Exercise goal -
Reproduce each line of the listing below without any change, omitting the pictures from your output.
:: Given entries ::
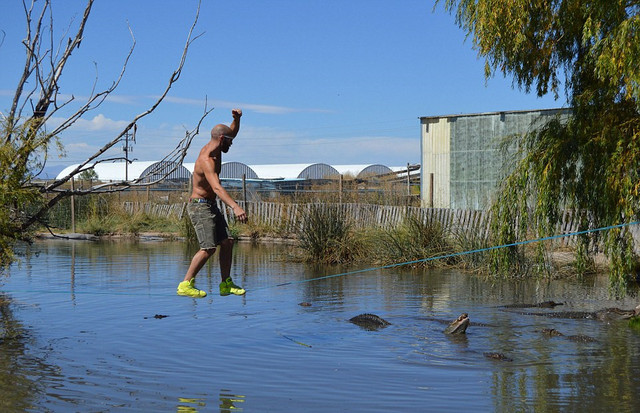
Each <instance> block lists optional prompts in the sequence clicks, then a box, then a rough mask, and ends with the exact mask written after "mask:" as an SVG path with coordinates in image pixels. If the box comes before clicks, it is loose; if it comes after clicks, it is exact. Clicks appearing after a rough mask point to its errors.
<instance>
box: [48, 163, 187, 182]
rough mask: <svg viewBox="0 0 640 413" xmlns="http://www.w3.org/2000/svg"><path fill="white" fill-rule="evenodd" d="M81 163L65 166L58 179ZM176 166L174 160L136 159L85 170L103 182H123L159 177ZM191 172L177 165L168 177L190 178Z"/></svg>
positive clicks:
:::
Exercise answer -
Each <instance> block lists optional prompts in the sequence clicks, then a box, then a rough mask, and ends with the exact mask written after "mask:" as an SVG path with coordinates in image pixels. If the box comes before clicks, it is loose; if it comes after clicks, it is exact. Clicks appearing after a rough mask point to its errors.
<instance>
box: [48, 163, 187, 182]
rough mask: <svg viewBox="0 0 640 413" xmlns="http://www.w3.org/2000/svg"><path fill="white" fill-rule="evenodd" d="M81 163L65 166L58 179ZM176 166L174 160L136 159L85 170L103 182H123L159 177ZM191 172L177 165L168 177L190 178Z"/></svg>
positive clicks:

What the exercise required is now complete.